* Directions:
All the lines below need to be transcribed exactly. Pictures get left out.

* Dataset:
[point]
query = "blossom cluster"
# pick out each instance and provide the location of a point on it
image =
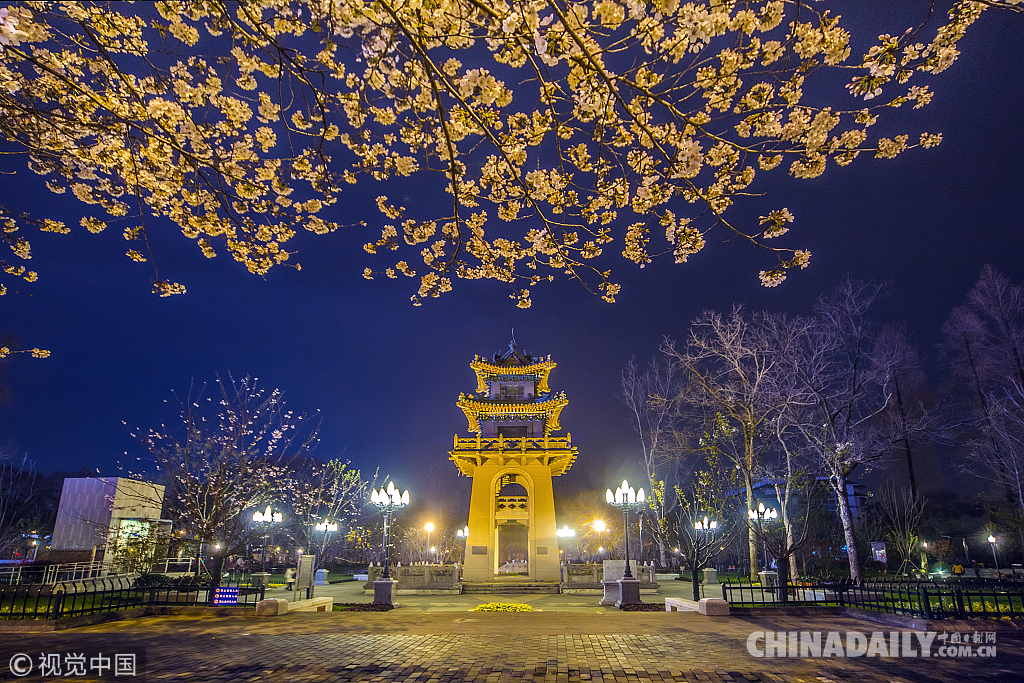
(244, 123)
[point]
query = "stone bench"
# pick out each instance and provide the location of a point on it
(678, 605)
(278, 606)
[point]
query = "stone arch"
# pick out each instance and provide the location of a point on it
(514, 527)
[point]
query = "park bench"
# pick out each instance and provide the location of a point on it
(678, 605)
(278, 606)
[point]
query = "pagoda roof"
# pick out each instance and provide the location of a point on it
(512, 364)
(548, 410)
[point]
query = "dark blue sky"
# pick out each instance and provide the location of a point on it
(386, 375)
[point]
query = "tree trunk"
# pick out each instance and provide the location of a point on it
(752, 538)
(216, 568)
(839, 485)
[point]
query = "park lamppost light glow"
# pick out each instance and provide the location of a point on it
(328, 527)
(991, 542)
(626, 499)
(268, 516)
(388, 501)
(705, 525)
(564, 532)
(760, 515)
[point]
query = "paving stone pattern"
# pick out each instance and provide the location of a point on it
(555, 647)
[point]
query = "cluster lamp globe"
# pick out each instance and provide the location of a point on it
(388, 500)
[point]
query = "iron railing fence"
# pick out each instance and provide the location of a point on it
(51, 573)
(110, 594)
(949, 598)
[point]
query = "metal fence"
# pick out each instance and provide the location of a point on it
(33, 600)
(51, 573)
(953, 598)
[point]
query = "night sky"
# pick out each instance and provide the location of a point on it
(385, 375)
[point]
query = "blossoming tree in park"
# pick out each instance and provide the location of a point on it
(560, 129)
(227, 455)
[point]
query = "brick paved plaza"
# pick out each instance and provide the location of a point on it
(410, 644)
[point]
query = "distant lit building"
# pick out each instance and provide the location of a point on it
(94, 512)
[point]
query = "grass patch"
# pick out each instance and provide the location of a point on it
(360, 607)
(503, 607)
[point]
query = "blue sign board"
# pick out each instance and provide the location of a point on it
(225, 596)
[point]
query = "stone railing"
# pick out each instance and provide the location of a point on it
(419, 579)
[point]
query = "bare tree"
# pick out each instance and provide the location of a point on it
(733, 373)
(17, 488)
(901, 511)
(984, 342)
(651, 397)
(225, 458)
(845, 390)
(908, 416)
(324, 494)
(705, 519)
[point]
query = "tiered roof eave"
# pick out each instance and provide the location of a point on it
(487, 372)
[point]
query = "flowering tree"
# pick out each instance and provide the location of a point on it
(557, 128)
(324, 495)
(705, 518)
(225, 458)
(650, 395)
(737, 385)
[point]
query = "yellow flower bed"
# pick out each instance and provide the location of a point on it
(503, 607)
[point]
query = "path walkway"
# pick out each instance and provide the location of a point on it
(439, 641)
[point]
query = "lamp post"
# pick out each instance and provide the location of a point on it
(464, 535)
(760, 515)
(991, 542)
(328, 527)
(627, 499)
(267, 517)
(388, 501)
(565, 532)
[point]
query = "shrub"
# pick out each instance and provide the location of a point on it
(503, 607)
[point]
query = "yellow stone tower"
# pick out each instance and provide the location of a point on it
(511, 460)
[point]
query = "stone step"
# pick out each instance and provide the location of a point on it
(510, 588)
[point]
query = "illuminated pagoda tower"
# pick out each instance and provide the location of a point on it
(511, 459)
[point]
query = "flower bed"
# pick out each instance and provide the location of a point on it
(643, 607)
(503, 607)
(361, 607)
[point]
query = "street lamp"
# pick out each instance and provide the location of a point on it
(760, 515)
(565, 532)
(464, 535)
(328, 527)
(388, 501)
(991, 542)
(267, 517)
(705, 525)
(626, 499)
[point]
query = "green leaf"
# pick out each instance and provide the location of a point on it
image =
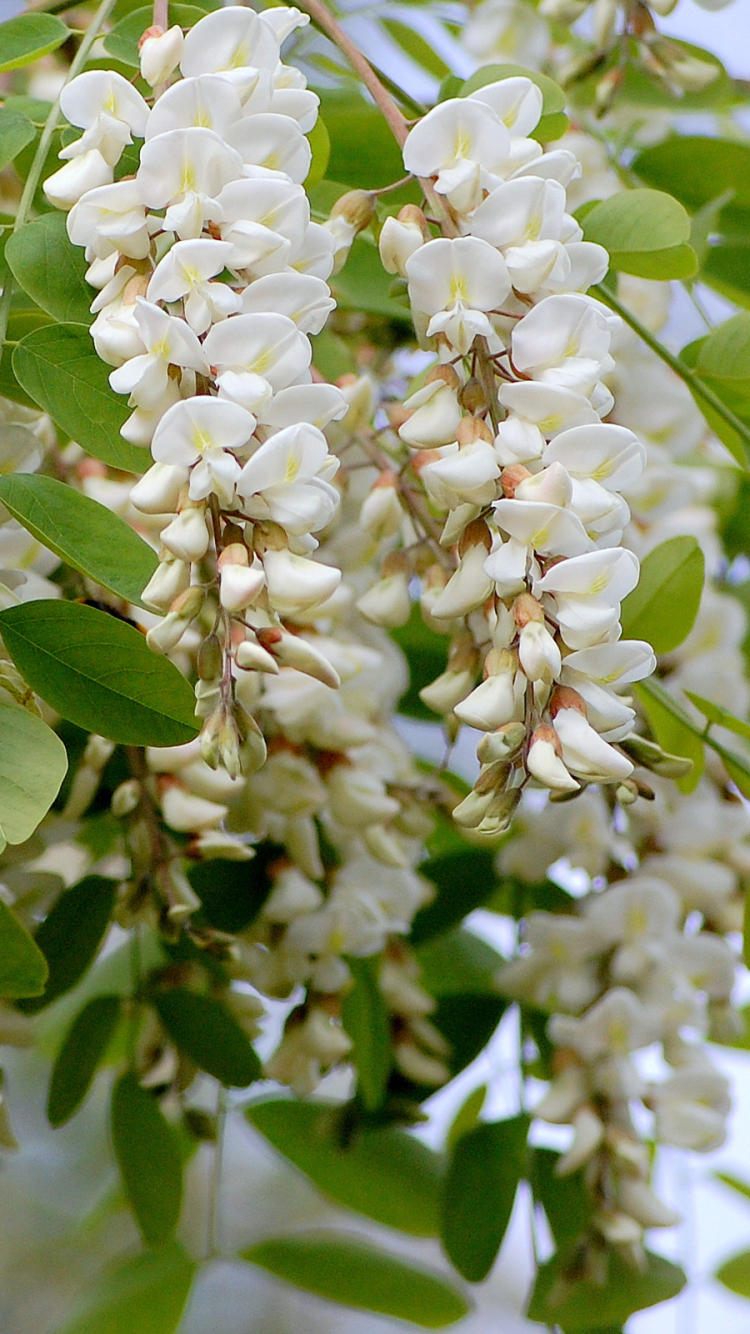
(366, 1021)
(144, 1295)
(148, 1157)
(82, 1051)
(71, 935)
(579, 1303)
(23, 967)
(83, 532)
(553, 123)
(735, 1274)
(483, 1173)
(99, 673)
(462, 881)
(663, 606)
(28, 38)
(355, 1273)
(122, 42)
(207, 1031)
(51, 268)
(62, 372)
(382, 1173)
(16, 131)
(32, 767)
(645, 231)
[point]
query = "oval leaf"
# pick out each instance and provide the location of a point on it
(382, 1173)
(355, 1273)
(148, 1157)
(99, 673)
(663, 606)
(23, 967)
(50, 267)
(207, 1031)
(83, 1047)
(71, 934)
(481, 1185)
(60, 371)
(28, 38)
(83, 532)
(144, 1295)
(32, 766)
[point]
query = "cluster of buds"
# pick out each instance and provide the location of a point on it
(211, 276)
(507, 448)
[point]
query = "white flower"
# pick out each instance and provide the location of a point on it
(184, 272)
(168, 342)
(200, 434)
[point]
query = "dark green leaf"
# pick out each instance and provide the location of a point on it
(663, 606)
(16, 131)
(463, 881)
(366, 1021)
(83, 532)
(483, 1173)
(71, 934)
(51, 268)
(62, 372)
(382, 1173)
(23, 967)
(578, 1303)
(355, 1273)
(84, 1046)
(148, 1157)
(143, 1295)
(32, 767)
(28, 38)
(122, 42)
(99, 673)
(207, 1031)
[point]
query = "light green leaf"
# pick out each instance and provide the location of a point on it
(23, 967)
(16, 131)
(122, 42)
(148, 1155)
(28, 38)
(51, 268)
(645, 231)
(207, 1031)
(71, 935)
(59, 368)
(355, 1273)
(82, 1051)
(382, 1173)
(32, 767)
(144, 1295)
(586, 1305)
(663, 606)
(99, 673)
(366, 1021)
(83, 532)
(483, 1173)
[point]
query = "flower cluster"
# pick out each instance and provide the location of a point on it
(211, 276)
(509, 448)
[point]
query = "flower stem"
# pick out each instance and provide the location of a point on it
(695, 384)
(40, 155)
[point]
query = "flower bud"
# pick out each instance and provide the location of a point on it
(160, 54)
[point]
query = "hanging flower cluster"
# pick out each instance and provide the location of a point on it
(211, 276)
(510, 450)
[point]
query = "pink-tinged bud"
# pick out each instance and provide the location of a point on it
(167, 582)
(160, 54)
(543, 762)
(387, 602)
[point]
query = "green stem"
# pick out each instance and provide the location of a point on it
(694, 383)
(40, 156)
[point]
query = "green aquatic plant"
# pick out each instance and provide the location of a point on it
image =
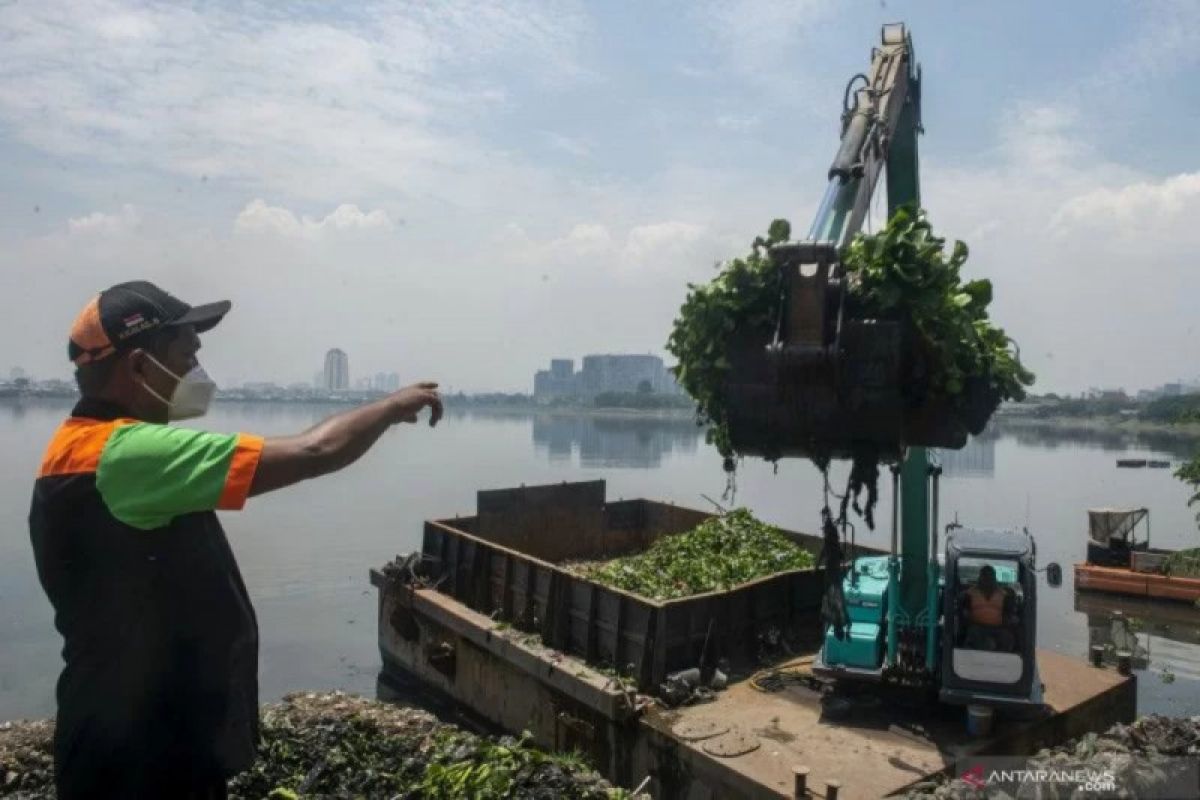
(718, 554)
(904, 270)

* Task result:
[point]
query = "blossom cluster"
# pick out each instance and provide the location of a point on it
image =
(244, 123)
[point]
query = "stone bench"
# pick out each instance and provide the location of a point on it
(678, 605)
(278, 606)
[point]
query = "stone arch"
# pick out each instance and provide the location of a point on it
(514, 527)
[point]
query = "park bench"
# pick out each instance and provide the location of a point on it
(678, 605)
(278, 606)
[point]
query = "pagoda roof"
# pick out each instance and provide the location of a point on it
(512, 364)
(548, 410)
[point]
query = "dark blue sky"
# pick out each instance and provide the location of a point on it
(386, 375)
[point]
query = "tree trunk"
# pick out each instance and provide the location of a point on it
(752, 538)
(216, 568)
(839, 485)
[point]
query = "park lamppost light glow"
# pick out each instance and provide the location of a point on it
(328, 527)
(991, 542)
(626, 499)
(268, 516)
(388, 501)
(705, 525)
(564, 532)
(760, 515)
[point]
query = "paving stone pattern"
# pick out each instance and provide the location of a point on it
(555, 647)
[point]
query = "cluster lamp globe"
# pick out each instance and provide the location of a point on it
(388, 500)
[point]
query = "iron railing fence"
# pick out each instance and provide the location of a point on it
(51, 573)
(110, 594)
(949, 598)
[point]
query = "metal fence"
# pick out each instance and provide the location of a point on it
(33, 600)
(51, 573)
(953, 598)
[point]
query = "night sky"
# pick out each instance and provide the location of a point on it
(385, 375)
[point]
query = "blossoming tree in park"
# pick out each instance and provide the location of a point on it
(560, 129)
(227, 455)
[point]
query = "brick paved plaza"
# pick out each instance and provide the location of a point on it
(410, 644)
[point]
query = "distant lit building"
# pick out each instance and provide the location of a point on it
(94, 512)
[point]
query = "grass patch"
# pick out each instance and provide the location of a point on it
(360, 607)
(503, 607)
[point]
query = "blue sign board"
# pick out each instance and provide the location of a point on it
(225, 596)
[point]
query = "stone railing"
# pick out each instance and provide the location of a point on it
(419, 579)
[point]
query = "bare tree"
# pick out each instance and provide the location of a point on it
(733, 373)
(17, 488)
(901, 511)
(984, 342)
(651, 397)
(225, 458)
(845, 390)
(908, 416)
(324, 494)
(705, 519)
[point]
query = "tiered roof eave"
# pick out each instance and provide the location of a point on it
(487, 372)
[point]
query = "flowering tree"
# pick out each instance and provide the location of a point on it
(557, 128)
(324, 495)
(705, 518)
(225, 458)
(650, 395)
(737, 385)
[point]
query = "yellow flower bed"
# pick out each instance and provide the location of a point on it
(503, 607)
[point]
query = "path walkway"
# pick out each instance and provide the location of a point on it
(439, 641)
[point]
query = "lamp post"
# pick out each instance and provide the location of a point on it
(464, 535)
(760, 515)
(991, 542)
(328, 527)
(627, 499)
(267, 517)
(388, 501)
(565, 532)
[point]
query = "shrub"
# pick out each instance and provide the location of a point on it
(503, 607)
[point]
query = "yellow stone tower"
# pick out each instance and provide the location of a point on it
(511, 460)
[point]
query = "stone step"
# pick out each instance and provide the location of a point on it
(510, 588)
[point]
query = "illuminated pagoda tower"
# pick out each instance and provide the location of a point on it
(511, 459)
[point]
query = "flower bed"
# pick out each instance and provide the location of a point on it
(643, 607)
(503, 607)
(361, 607)
[point]
query = "street lamp"
# pick out each instance and provide the location of a point on it
(760, 515)
(565, 532)
(464, 535)
(328, 527)
(388, 501)
(991, 542)
(267, 517)
(705, 525)
(626, 499)
[point]
query = "green leaf"
# pick out each instance and provide the location of a point on it
image =
(366, 1021)
(144, 1295)
(148, 1157)
(82, 1051)
(71, 935)
(579, 1303)
(23, 967)
(83, 532)
(553, 123)
(735, 1274)
(483, 1173)
(99, 673)
(462, 881)
(663, 606)
(28, 38)
(355, 1273)
(122, 42)
(207, 1031)
(51, 268)
(62, 372)
(382, 1173)
(16, 131)
(32, 767)
(645, 231)
[point]
query = "oval leaf"
# pick out each instance and provide the location of a point on it
(382, 1173)
(355, 1273)
(148, 1157)
(99, 673)
(663, 606)
(23, 967)
(50, 267)
(207, 1031)
(83, 1047)
(71, 934)
(481, 1185)
(60, 371)
(28, 38)
(83, 532)
(144, 1295)
(32, 766)
[point]
query = "cluster of buds"
# pick out each instance and provide the location of a point on it
(211, 276)
(507, 448)
[point]
query = "white flower"
# pick out each instance and provide the location of a point on it
(184, 272)
(168, 342)
(200, 434)
[point]
query = "dark green leaf"
# pick out each instance and provide the location of a point on it
(663, 606)
(16, 131)
(463, 881)
(366, 1021)
(83, 532)
(483, 1173)
(71, 934)
(51, 268)
(62, 372)
(382, 1173)
(23, 967)
(578, 1303)
(355, 1273)
(84, 1046)
(148, 1157)
(143, 1295)
(32, 767)
(28, 38)
(122, 42)
(99, 673)
(207, 1031)
[point]
query = "light green leaf"
# pick out each instance and provide the location of a point on it
(23, 967)
(16, 131)
(122, 42)
(148, 1155)
(28, 38)
(51, 268)
(645, 231)
(207, 1031)
(71, 935)
(59, 368)
(355, 1273)
(82, 1051)
(382, 1173)
(32, 767)
(144, 1295)
(586, 1305)
(663, 606)
(99, 673)
(366, 1021)
(83, 532)
(483, 1173)
[point]
query = "flower cluster"
# pick out each instance and provide the location of a point on it
(211, 276)
(509, 448)
[point]
query = "flower stem"
# pick out each instance and provide the location of a point on it
(695, 384)
(40, 155)
[point]
query = "flower bud"
# pick out each instance and provide the location of a point on it
(160, 54)
[point]
query = "hanging flower cluster"
# pick out each instance and provide the location of a point on it
(211, 276)
(510, 450)
[point]
query = "pink-tinged bud"
# pick out each instance and provide the location of a point on it
(167, 582)
(160, 54)
(543, 762)
(387, 602)
[point]
query = "green stem"
# pick out each instance and provide the location of a point on it
(694, 383)
(40, 156)
[point]
query = "green aquatic plant"
# pick out each instance and provide the location of a point on it
image =
(718, 554)
(904, 270)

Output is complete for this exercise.